Выбранный фрагмент

Садовое кольцо. Эскизы

Прожив полжизни на Садовом кольце, полюбила его, как любят шумного непоседливого и неуёмного ребёнка. Магистраль не утихает ни на минуту, круглосуточное движение лишь изредка прерывается на несколько часов. Такие случаи легко перечислить: велопробег, марафон, репетиция парада. Когда накануне этих событий движение перекрывали, наступала пугающая тишина, казалось, что жизнь остановилась. И очень хотелось, чтобы снова всё стало как всегда: шумело, гудело, шуршало, а в темноте еще и сверкало разноцветными огнями.

Для нездешних симпатии к Садовому кольцу могут показаться неправдоподобными. Но вспомним, кто жил по своей воле в этом отнюдь не тихом месте. Конечно, нельзя сравнивать позапрошлый, прошлый век и нынешний, но факт: здесь жили юный Грибоедов, Чехов и Булгаков, Чайковский, Алябьев, художник Кончаловский, имел усадьбу Шаляпин (прошу прощенья у неупомянутых и достойных внимания лиц - назвала только ближайших соседей).

Свойство всякого кольца - объединять - у Садового выражено со всей очевидностью. И не последняя роль в связующем  процессе принадлежит автобусам. Тот, кто не пользуется этим замечательным средством передвижения, кто не стоит под козырьками остановок, очень многого не увидит и не поймет в этой жизни.

Два эскиза

+++
Хоть и перестраивали за триста лет много раз, и купола снимали, но стоит до сих пор храм Святителя Николая на Щепах, и звонит в надлежащий час колоколенка. К звону здешние привыкли, как и к дому с башенкой, где входят в подземку, как и к вечному транспортному «причалу» у метро «Смоленская».

[Записи для определения местоположения]
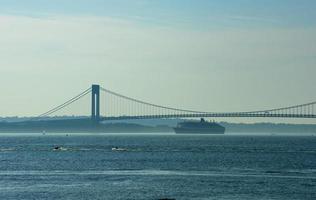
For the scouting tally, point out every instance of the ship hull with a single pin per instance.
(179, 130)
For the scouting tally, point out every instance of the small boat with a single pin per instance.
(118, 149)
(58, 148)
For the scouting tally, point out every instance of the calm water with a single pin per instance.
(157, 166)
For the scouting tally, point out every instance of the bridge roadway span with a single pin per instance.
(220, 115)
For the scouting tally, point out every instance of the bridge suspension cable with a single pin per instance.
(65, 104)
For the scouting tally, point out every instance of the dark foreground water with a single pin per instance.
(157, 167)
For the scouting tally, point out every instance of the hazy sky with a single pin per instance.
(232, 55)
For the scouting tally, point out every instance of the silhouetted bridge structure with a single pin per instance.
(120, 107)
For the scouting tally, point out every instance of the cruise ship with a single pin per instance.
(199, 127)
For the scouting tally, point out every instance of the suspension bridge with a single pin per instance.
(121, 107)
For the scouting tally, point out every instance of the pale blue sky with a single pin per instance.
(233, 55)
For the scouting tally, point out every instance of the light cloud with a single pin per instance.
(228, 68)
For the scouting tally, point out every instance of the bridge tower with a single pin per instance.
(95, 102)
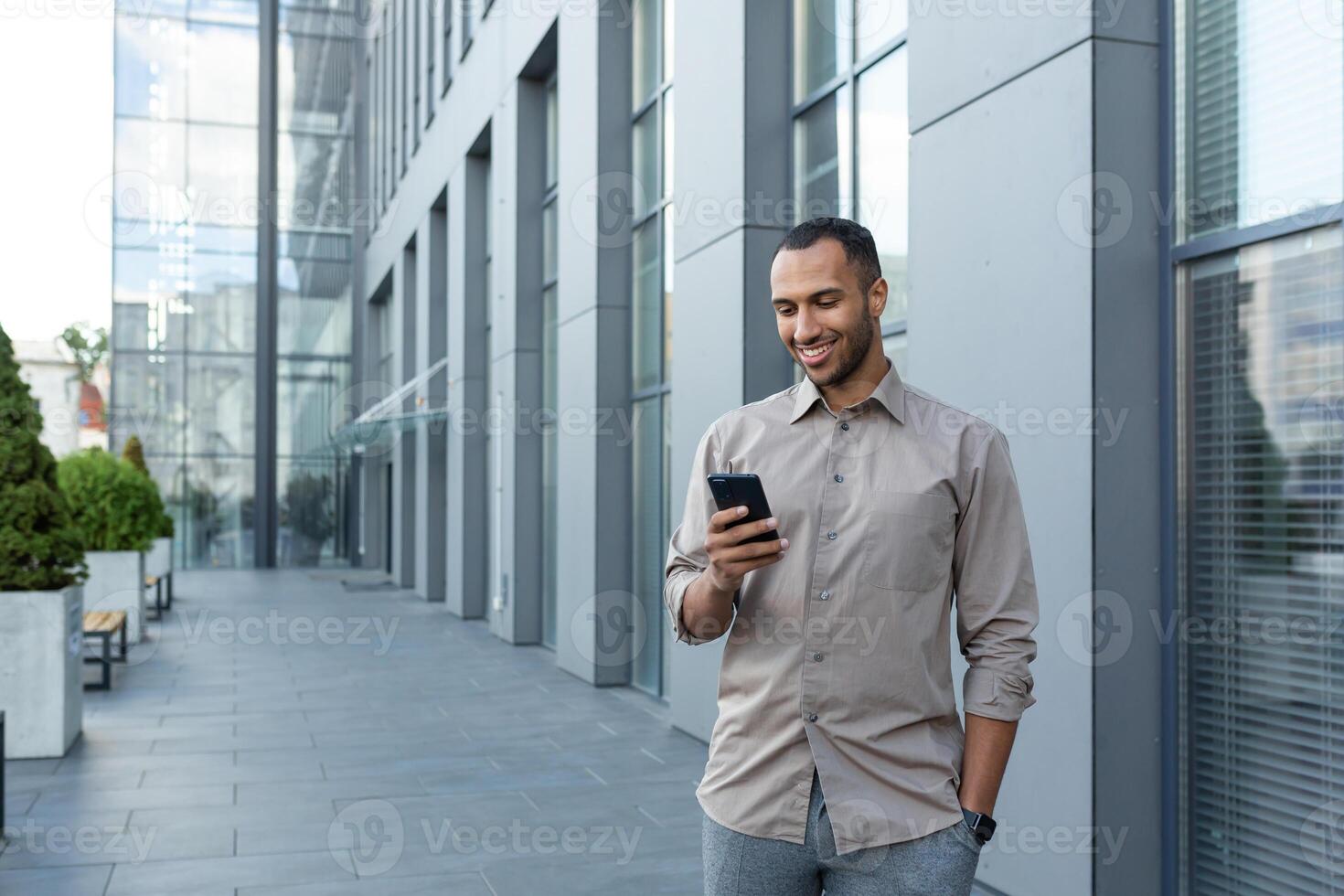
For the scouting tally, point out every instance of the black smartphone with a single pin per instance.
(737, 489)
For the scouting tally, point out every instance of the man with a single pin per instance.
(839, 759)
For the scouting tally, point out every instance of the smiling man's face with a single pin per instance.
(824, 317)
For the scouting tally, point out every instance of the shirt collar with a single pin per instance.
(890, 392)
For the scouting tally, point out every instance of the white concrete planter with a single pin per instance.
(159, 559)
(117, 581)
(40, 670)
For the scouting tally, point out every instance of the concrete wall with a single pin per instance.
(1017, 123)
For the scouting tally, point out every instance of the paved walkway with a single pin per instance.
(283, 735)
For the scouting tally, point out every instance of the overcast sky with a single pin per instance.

Задачи для решения
• 1. Какой храм, согласно эссе о Садовом кольце, стоит до сих пор, хотя его много раз перестраивали за триста лет?
• 2. Переведите на английский язык предложение из эссе о Садовом кольце: «Свойство всякого кольца - объединять - у Садового выражено со всей очевидностью».
• 3. Продолжите эссе о Садовом кольце после его последнего предложения.

Ответы на задачи
• 1. Храм Святителя Николая на Щепах.

• 2. The property of every ring, to unite, is expressed with complete clarity in the Garden Ring.

• 3.
… Он стоял на автобусной остановке, на холодном ветру - невысокий стройный голубоглазый старик. На голове черная шапка с опущенными «ушами», на концах которых мотались завязки. На нём были: светлый тулуп из овчины, явно не с чужого плеча, чистый, перетянутый хорошим кожаным поясом, нисколько не помятые брюки какого-то удивительного малахитового цвета и почти неношеные черные кожаные ботинки. Своим видом он заметно отличался от стоявших вокруг людей, плотно запакованных в стеганные пуховики с капюшонами. Он не отворачивался от ветра, как это делали многие, а всматривался в номера подходивших автобусов.
 
- Чужой город, совсем чужой… - произнес он с какой-то усталой горечью. - Это что за номер такой - «Бк»? Раньше такого не было. Куда идет? Непонятно.
- Он идет в Лужники, - подсказал кто-то. 
- Ну вот, я и говорю, - проговорил старик, - в Лужники-то зачем…
Подходили другие автобусы. И все были не те. Старик вздыхал, провожая их глазами.
- А вон там раньше была пекарня… - сказал он, ни к кому не обращаясь.

 Мне показалось, что я была единственным человеком среди стоявших здесь, кто понял, о чём идет речь. Старик обвел глазами людей, будто хотел понять, знал ли кто-нибудь про пекарню. В глазах его, ясно-голубых, с покрасневшими веками, мелькнула надежда. Я почувствовала себя обязанной проявить участие.
 
- Да, была пекарня, на той стороне, на углу. Редко кто мимо проходил, такой стоял аромат, свежими булками пахло за версту.
- Вы помните? - встрепенулся старик.
- Конечно, помню. Как можно забыть! Мы постоянно туда бегали.
Мне показалось, что после этого мой собеседник повеселеет, но нет, напротив, как-то совсем сник.
- Чужой город, - произнес он сокрушенно.

Мне хотелось возразить, сказать что-то жизнеутверждающее и бодрое, но я осеклась - это прозвучало бы фальшиво. Город и вправду изменился безвозвратно. И людей, которые помнят, каким он был лет двадцать назад, становится все меньше.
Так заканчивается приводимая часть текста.